Mi sono chiesto come fece la folla a precedere Gesù, ma occorre tener presente che la sua barca era a remi oltre che essere pesante (era di quelle da pesca) e che, guardando la cartina della zona, Betsaida come territorio era facilmente raggiungibile anche a piedi con un cammino di circa due ore. Per questo Marco scrive che “li precedettero”dapprima in pochi, poi sempre di più, come possiamo dedurre dal parallelo di Giovanni che così riferisce: “Dopo questi fatti, Gesù passò all’altra riva del mare di Galilea, cioè di Tiberiade, e lo seguiva una grande folla, perché vedeva i segni che compiva sugli infermi. Gesù salì sul monte e si pose a sedere coi suoi discepoli”(6.1,2). Ebbero quindi comunque, nonostante tutto, un po’ di tempo per sostare, il necessario perché il numero di cinquemila persone, che poi verranno sfamate col miracolo della moltiplicazione dei pani e dei pesci, si completasse. Alcuni arrivarono subito, gli altri poco a poco, coi malati. Gesù e i suoi approfittarono così di quello spazio temporale, credo non sufficiente a riposare visto che nemmeno Lui, mentre gli altri erano andati a guarire e predicare, rimase inattivo.
A questo punto abbiamo la compassione di Gesù per la folla accorsa: ancora una volta vide quella gente “come pecore che non hanno pastore”. Abbiamo già parlato della pecora, ma meno del pastore, fondamentale per la sussistenza del gregge perché senza di lui si perde, non avendo il senso dell’orientamento. Un pastore può essere buono o cattivo, gli Scribi e i Farisei ostili a Gesù vengono da lui classificati come pecore non sue, ma la gente lì presente non apparteneva a nessuno, vagava senza un dove, una meta che comunque cercava perché, viceversa, sarebbe rimasta a casa propria. Erano lì perché il fatto di vedere Gesù, cosa avrebbe fatto e detto, aveva reso del tutto secondaria la preoccupazione di cosa avrebbero fatto e mangiato. Ebbene, quella gente fu accolta “e prese a parlare loro del regno di Dio e a guarire quanti avevano bisogno di cure”, quelle che altrimenti non avrebbero trovato (Luca 9.11), verso importante perché sottoscritto proprio da Luca, che era medico.

------------------------------------

• _Consegne_
A – Le tre affermazioni seguenti concordano con il commento sulla folla che segue Gesù? Per ciascuna rispondi sì o no e riporta tra virgolette le parole del commento che lo stabiliscono. (i) La barca di Gesù era a remi e pesante. (ii) Betsaida si poteva raggiungere a piedi in circa mezz'ora. (iii) Luca, che riporta la guarigione di quanti avevano bisogno di cure, era medico.
B – Riprendi il commento sulla folla che segue Gesù subito dopo la sua ultima frase e proseguilo con un breve paragrafo nello stesso tono.

• _Dati forniti_
------------------------------------

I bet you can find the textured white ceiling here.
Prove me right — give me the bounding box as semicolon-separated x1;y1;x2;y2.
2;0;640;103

------------------------------------

• _Soluzioni_
A –
(i) Sì: "la sua barca era a remi oltre che essere pesante".
(ii) No: "con un cammino di circa due ore".
(iii) Sì: "sottoscritto proprio da Luca, che era medico".

B –
La folla, disordinata, andava dal Pastore penso anche grazie al lavoro svolto fino a poco prima dai dodici. La folla, che non sa in cosa sperare (salvo i malati), cosa aspettarsi, viene, è lì e per questo leggiamo che “si mise a insegnare loro molte cose”: alla carità mostrata verso quelli fisicamente più deboli, i malati, si accompagnò la verità proposta indistintamente a tutti, affinché nessuno potesse dire di essere tornato da quell’incontro a mani vuote. Quando si ha a che fare con Gesù, è impossibile. Al massimo, possono venire gli uccelli a prendere un seme che, comunque, è gettato. E a conferma che l’intervento di Dio sulla persona è totale, avverrà il miracolo della moltiplicazione dei pani e dei pesci, soggetto del nostro prossimo capitolo.